▸ Исходный текст:
Будущие военные наборы, конечно, в этой борьбе только предлог; на самом деле крестьяне теперь со всей очевидностью поняли цену и значение своего труда, может быть, поняли даже условности ренты и даже денежных знаков, все это теперь видно насквозь…
Но вы глубоко ошибаетесь, если увидите в этой борьбе труда с рентой какие-нибудь проблески сознательного организованного движения в крестьянской среде: между ними идет такая же борьба, и друг с друга за обработку они берут, кажется, больше, чем с помещика.
От отдельных крестьян еще до войны не раз мне приходилось слышать осуждение забастовки: «С этой забастовкой мы в яму попали!» В виде утопии тут же высказывали, что вот если бы всем работникам не выйти на помещичьи поля, так это куда бы лучше забастовки, но тут и признавалось, что это невозможно; потому что нет в деревне никакого согласия.
Нет, никто не устраивал эту нынешнюю борьбу труда с рентой, она загорелась, как и война, за полем зрения нашего разума. И смотря по тому, чего мы чаем от времени после войны, какими глазами смотрим на мировую борьбу, такими же глазами смотрим и на эту ломку нашей повседневной хозяйственной жизни.
Так своими глазами посмотрел на дело и начальник губернии, повелевший крестьянам обязательно работать на землях помещиков. Так, оценивая поступок губернатора, посмотрело и какое-то совещание, ссылаясь на принудительный труд враждебной страны, представляющей из себя осажденную крепость.

[Элементы набора данных]
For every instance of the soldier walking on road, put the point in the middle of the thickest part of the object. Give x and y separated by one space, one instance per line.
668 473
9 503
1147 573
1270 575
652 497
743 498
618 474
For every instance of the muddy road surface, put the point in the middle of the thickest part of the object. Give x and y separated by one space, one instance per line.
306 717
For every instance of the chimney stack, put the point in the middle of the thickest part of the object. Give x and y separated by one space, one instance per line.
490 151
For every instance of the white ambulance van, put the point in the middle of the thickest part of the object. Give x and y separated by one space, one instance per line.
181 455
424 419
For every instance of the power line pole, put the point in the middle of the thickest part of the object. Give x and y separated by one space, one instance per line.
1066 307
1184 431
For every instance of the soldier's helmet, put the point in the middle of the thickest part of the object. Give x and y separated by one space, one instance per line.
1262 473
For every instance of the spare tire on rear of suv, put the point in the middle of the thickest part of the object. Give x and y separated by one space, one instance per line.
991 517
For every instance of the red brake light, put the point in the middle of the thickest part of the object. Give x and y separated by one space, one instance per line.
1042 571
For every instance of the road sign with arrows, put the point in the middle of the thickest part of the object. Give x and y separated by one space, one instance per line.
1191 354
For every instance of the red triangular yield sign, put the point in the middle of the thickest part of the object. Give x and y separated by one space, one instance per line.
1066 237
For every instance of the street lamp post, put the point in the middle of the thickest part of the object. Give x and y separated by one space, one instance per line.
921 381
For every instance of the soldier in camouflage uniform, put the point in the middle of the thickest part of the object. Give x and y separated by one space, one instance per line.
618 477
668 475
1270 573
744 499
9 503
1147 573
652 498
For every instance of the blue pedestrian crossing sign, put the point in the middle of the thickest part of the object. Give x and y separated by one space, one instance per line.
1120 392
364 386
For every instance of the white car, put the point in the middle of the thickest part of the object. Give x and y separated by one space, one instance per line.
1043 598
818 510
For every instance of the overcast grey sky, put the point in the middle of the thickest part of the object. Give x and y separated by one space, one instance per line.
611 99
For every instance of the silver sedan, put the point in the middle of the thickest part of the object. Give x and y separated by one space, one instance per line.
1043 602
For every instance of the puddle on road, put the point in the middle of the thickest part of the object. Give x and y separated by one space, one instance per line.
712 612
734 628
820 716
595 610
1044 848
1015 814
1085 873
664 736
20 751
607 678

▸ Задания:
- a) Что, согласно отрывку о борьбе труда с рентой, повелел крестьянам начальник губернии?
- b) Переведите на английский язык предложение из отрывка о борьбе труда с рентой: «Нет, никто не устраивал эту нынешнюю борьбу труда с рентой, она загорелась, как и война, за полем зрения нашего разума».
- c) Продолжите отрывок о борьбе труда с рентой, начав сразу после его последнего предложения.

▸ Разобранные задачи:
- a) Обязательно работать на землях помещиков.

- b) No, no one organized this present struggle of labor against rent; like the war, it flared up beyond the field of view of our reason.

- c)
Русский народ тысячу раз доказал уже, что он не боится принудительного труда во имя интересов государства. Он только просит не смешивать государственные интересы с помещичьими. Помещикам края, о котором я пишу, нужно только подешевле отдать свою землю в аренду крестьянам – тогда пустых земель не останется.
Сахар
Кто вырос где-нибудь в Ельце или в Лебедяни в маленьком домике городской бедноты, бесправной, забытой, заброшенной, той бедноты, которая у нас называется мещанством, – только этот человек да, может быть, столичный рабочий, да беднейший студент, во всей мере испытывает страдание от недостатка сахара.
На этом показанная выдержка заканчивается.